Please reproduce all entries word for word, leaving every image behind.

Photo-based referring expression data
___

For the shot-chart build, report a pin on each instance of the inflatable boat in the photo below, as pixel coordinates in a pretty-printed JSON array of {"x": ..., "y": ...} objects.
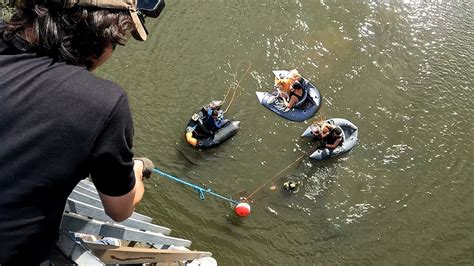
[
  {"x": 199, "y": 136},
  {"x": 350, "y": 132},
  {"x": 304, "y": 109}
]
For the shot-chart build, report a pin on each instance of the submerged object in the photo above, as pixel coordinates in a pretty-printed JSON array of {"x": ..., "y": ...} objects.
[
  {"x": 242, "y": 209},
  {"x": 350, "y": 137},
  {"x": 303, "y": 110}
]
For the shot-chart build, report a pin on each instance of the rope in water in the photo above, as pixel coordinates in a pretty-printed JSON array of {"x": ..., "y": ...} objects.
[
  {"x": 236, "y": 85},
  {"x": 273, "y": 177},
  {"x": 199, "y": 189}
]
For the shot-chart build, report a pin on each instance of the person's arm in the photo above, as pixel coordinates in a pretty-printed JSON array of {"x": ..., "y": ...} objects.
[
  {"x": 335, "y": 144},
  {"x": 121, "y": 207}
]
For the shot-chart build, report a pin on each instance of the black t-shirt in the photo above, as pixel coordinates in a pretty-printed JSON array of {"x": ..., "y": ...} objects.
[{"x": 58, "y": 125}]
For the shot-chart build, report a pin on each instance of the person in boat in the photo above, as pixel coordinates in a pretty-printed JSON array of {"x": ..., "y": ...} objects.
[
  {"x": 205, "y": 124},
  {"x": 213, "y": 118},
  {"x": 296, "y": 95},
  {"x": 283, "y": 84},
  {"x": 329, "y": 136}
]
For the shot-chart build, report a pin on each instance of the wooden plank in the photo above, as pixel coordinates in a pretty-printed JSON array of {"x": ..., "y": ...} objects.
[
  {"x": 128, "y": 255},
  {"x": 87, "y": 210},
  {"x": 84, "y": 198},
  {"x": 77, "y": 223}
]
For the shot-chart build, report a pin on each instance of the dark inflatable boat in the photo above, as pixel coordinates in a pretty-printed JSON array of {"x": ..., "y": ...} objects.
[{"x": 303, "y": 110}]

___

## Exercise response
For the shot-chart build, report a pin on each instance of the inflatable boat in the photo below, as pixel coordinates in a pretty-printed JSON array of {"x": ..., "y": ...} objects.
[
  {"x": 199, "y": 136},
  {"x": 350, "y": 132},
  {"x": 304, "y": 109}
]
For the shot-chart build, report a pin on each instance of the submerged object in the photo above, as pixel coordinates in a pretty-printed JSON array of {"x": ..., "y": ...} objects.
[
  {"x": 242, "y": 209},
  {"x": 350, "y": 137},
  {"x": 303, "y": 110}
]
For the shot-chart build, report a pin on each instance of the rope in water in the photo above, as pixel coordinates in a pretty-printed JSON array of {"x": ..., "y": ...} objects.
[
  {"x": 236, "y": 85},
  {"x": 273, "y": 177},
  {"x": 199, "y": 189}
]
For the shot-chart build, report a pin on each instance of the person's arm in the photo above, as pixel coordinates in a pretty-printed JSON array of {"x": ..., "y": ...} objects.
[
  {"x": 335, "y": 144},
  {"x": 121, "y": 207}
]
For the shot-chart build, report a pin on each instance of the black t-shirt in the photo above, as pixel coordinates in a pretty-printed JSON array of {"x": ..., "y": ...} objects.
[{"x": 58, "y": 125}]
For the shot-chart build, report a pin on each instance of the person in boat in the photo above, as pixel coordinates in a pretty-printed JSON array of {"x": ..., "y": ...} objects.
[
  {"x": 205, "y": 124},
  {"x": 213, "y": 118},
  {"x": 296, "y": 95},
  {"x": 283, "y": 84},
  {"x": 329, "y": 136}
]
For the shot-chart build, report a pin on each instance of the wooden plank in the photo above, as pixel coordinates in a pretty-printed JSON array of {"x": ..., "y": ...} objects.
[
  {"x": 128, "y": 255},
  {"x": 87, "y": 210},
  {"x": 84, "y": 198},
  {"x": 77, "y": 223}
]
For the shot-chart build, report a pin on each instance of the dark inflatable boat in the photo above, as pixel coordinates in a pretty-printed JSON array of {"x": ..., "y": ...} objects.
[{"x": 303, "y": 110}]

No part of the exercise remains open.